● Exercise goal
Can you output the lines of the saved entries below, from the line with "Reviewer note: verify that every instance of the street" up to and including the line with "[[132, 105], [261, 134], [132, 76], [132, 138]]", as a JSON list of strings with one string per line and blank lines left out?

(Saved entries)

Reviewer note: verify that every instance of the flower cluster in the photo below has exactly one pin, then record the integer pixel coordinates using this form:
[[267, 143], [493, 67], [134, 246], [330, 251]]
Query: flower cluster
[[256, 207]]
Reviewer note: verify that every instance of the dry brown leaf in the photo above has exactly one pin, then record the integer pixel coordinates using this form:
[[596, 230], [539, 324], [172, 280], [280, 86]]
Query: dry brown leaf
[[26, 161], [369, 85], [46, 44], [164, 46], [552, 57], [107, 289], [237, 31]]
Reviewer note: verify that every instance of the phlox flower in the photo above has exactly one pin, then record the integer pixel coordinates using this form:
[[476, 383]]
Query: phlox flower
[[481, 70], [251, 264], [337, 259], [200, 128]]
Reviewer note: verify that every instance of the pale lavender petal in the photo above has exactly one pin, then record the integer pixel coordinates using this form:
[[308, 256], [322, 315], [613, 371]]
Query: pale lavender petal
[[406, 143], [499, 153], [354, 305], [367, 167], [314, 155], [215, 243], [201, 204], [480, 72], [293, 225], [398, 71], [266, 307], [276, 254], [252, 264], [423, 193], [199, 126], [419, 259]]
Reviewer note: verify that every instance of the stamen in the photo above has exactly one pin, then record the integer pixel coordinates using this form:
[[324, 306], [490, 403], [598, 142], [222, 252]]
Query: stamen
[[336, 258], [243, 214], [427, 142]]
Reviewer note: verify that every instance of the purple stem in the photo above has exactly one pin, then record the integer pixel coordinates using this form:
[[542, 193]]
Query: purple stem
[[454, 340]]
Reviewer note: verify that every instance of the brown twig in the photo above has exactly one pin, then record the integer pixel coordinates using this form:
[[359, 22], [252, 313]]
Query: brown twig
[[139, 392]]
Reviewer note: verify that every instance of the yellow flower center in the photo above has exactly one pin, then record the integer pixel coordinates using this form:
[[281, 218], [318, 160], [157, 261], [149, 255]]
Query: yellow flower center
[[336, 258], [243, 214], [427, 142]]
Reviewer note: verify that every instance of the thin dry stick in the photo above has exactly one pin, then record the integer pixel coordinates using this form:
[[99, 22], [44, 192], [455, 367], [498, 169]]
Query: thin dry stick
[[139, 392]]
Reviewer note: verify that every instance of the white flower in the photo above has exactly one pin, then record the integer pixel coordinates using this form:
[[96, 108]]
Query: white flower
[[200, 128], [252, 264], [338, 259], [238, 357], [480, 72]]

---

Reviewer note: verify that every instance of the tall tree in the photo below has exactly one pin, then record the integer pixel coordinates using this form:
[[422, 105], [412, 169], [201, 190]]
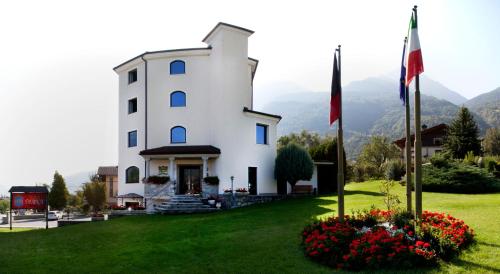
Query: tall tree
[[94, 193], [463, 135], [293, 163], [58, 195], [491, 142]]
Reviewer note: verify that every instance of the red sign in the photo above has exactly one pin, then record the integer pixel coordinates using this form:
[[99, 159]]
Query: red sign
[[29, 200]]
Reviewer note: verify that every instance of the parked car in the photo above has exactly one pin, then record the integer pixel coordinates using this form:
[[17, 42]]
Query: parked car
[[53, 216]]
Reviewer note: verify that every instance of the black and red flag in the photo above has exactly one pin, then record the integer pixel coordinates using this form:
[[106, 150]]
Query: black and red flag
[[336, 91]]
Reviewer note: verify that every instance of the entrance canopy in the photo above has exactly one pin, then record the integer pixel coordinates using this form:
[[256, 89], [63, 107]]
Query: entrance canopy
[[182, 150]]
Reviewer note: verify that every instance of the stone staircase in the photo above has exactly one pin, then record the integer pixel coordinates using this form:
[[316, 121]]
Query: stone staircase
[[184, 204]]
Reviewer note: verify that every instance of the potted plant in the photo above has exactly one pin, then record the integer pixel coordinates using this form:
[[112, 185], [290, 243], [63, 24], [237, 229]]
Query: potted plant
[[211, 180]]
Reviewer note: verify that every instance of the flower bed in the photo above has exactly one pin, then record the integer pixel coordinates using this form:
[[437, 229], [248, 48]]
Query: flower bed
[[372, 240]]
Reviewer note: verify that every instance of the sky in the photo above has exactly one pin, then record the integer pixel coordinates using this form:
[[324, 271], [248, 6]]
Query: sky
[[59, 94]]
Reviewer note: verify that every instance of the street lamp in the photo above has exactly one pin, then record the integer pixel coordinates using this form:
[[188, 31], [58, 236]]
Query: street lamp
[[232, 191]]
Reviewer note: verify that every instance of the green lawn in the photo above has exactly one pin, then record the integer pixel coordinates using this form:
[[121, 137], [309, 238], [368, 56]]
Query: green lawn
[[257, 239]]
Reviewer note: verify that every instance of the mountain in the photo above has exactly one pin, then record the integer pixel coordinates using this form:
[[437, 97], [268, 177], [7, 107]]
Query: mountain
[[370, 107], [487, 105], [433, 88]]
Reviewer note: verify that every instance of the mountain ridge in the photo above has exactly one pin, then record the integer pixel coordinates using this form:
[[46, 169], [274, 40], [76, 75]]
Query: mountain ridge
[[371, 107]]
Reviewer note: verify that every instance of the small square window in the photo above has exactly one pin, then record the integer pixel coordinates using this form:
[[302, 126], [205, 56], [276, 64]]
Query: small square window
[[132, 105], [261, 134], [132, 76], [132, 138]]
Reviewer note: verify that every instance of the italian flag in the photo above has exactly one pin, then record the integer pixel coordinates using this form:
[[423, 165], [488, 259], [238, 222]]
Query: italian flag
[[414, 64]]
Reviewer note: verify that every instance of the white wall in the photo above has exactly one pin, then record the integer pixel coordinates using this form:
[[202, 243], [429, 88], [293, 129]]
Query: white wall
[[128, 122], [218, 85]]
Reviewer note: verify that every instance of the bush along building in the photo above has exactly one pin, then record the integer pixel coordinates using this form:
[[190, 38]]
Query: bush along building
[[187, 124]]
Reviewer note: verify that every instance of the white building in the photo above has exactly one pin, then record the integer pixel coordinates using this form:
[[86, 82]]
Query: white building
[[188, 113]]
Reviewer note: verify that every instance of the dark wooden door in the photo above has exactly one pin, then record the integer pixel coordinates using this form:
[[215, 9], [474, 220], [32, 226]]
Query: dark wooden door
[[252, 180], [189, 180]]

* * *

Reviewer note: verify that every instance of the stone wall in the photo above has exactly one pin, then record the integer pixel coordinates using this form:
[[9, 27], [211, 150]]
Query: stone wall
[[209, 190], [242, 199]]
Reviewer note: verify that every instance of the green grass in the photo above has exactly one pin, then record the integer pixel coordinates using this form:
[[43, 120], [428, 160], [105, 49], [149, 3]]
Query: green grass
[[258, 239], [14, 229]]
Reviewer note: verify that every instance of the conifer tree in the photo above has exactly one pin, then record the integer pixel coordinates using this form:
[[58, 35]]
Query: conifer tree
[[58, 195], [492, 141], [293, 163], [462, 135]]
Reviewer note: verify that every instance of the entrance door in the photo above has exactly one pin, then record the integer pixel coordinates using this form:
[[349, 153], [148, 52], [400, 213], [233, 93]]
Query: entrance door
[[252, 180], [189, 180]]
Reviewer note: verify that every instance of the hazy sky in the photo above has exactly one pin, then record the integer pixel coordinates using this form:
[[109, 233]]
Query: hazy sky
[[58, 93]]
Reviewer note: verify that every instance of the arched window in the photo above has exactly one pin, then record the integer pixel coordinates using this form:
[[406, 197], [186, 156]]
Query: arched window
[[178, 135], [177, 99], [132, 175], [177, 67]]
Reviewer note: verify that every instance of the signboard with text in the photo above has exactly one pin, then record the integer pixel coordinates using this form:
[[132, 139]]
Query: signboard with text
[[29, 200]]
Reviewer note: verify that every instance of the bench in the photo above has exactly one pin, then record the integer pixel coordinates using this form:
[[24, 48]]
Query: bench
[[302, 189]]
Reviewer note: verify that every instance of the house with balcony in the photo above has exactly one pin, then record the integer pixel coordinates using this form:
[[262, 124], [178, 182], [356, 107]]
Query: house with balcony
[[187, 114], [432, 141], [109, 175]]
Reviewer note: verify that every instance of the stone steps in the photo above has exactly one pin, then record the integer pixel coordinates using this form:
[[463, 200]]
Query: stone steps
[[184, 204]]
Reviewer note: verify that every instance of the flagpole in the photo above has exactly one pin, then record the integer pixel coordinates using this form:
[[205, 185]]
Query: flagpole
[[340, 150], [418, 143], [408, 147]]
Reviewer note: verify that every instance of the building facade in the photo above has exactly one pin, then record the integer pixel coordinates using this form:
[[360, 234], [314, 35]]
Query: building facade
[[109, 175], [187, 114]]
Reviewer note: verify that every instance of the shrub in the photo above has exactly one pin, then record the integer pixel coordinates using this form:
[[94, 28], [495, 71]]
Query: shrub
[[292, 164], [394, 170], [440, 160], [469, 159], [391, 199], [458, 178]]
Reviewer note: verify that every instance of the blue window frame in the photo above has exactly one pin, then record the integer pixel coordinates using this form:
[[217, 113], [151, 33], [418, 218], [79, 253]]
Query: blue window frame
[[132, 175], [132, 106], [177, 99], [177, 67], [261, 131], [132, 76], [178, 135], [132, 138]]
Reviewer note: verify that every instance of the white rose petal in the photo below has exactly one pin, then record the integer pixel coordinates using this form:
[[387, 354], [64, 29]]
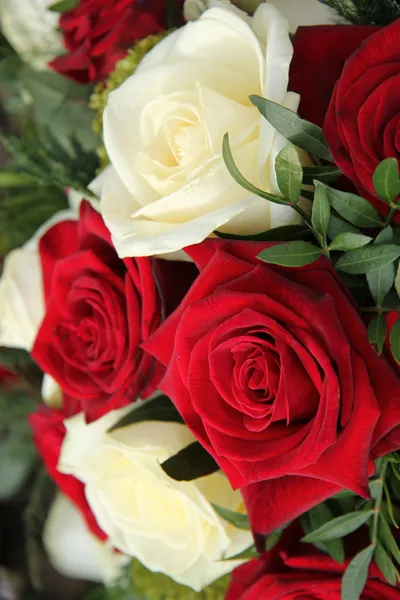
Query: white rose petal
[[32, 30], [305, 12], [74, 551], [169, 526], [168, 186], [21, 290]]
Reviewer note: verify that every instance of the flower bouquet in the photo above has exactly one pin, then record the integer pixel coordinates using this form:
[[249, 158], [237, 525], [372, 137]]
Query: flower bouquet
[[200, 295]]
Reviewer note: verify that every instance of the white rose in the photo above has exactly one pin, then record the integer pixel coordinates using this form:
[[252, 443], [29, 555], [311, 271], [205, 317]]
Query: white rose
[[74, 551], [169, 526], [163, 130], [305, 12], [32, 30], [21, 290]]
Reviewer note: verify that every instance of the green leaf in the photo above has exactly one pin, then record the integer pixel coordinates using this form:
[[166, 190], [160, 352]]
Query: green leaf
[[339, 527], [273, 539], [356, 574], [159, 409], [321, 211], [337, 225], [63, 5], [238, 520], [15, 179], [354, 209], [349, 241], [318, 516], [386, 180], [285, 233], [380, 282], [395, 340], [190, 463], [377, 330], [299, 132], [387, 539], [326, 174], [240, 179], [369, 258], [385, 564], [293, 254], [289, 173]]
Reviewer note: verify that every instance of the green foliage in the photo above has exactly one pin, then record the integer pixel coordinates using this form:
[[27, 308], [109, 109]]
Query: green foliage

● Full output
[
  "Reviewer note: verify that every instance of the street lamp in the photo above has exactly one pin, then record the integer pixel coordinates using this form:",
  "[[188, 31], [58, 236]]",
  "Query: street lamp",
  "[[232, 191]]",
  "Reviewer note: verify that every instance of the green lawn in the photo above has exactly one pin, then record the integer pixel coordinates using this form:",
  "[[121, 137], [309, 238], [368, 56]]",
  "Query: green lawn",
  "[[257, 239]]",
  "Reviewer note: verify that every instance of the mountain in the photo above has exactly one pin, then record the integer pixel coordinates using this form:",
  "[[437, 97], [268, 177], [7, 107]]",
  "Query: mountain",
  "[[370, 107], [487, 105], [433, 88]]",
  "Reviewer note: verify that every instance of the mountain ridge in the photo above has exactly one pin, then record the integer pixel coordinates using this form:",
  "[[46, 169], [274, 40], [76, 75]]",
  "Query: mountain ridge",
  "[[371, 107]]",
  "Reviewer note: verify that every instance of the small square window in the photo above has exactly one pin, then record the integer pixel coordinates using this form:",
  "[[302, 126], [205, 56], [276, 64]]",
  "Query: small square window",
  "[[132, 105], [261, 134], [132, 76], [132, 138]]"
]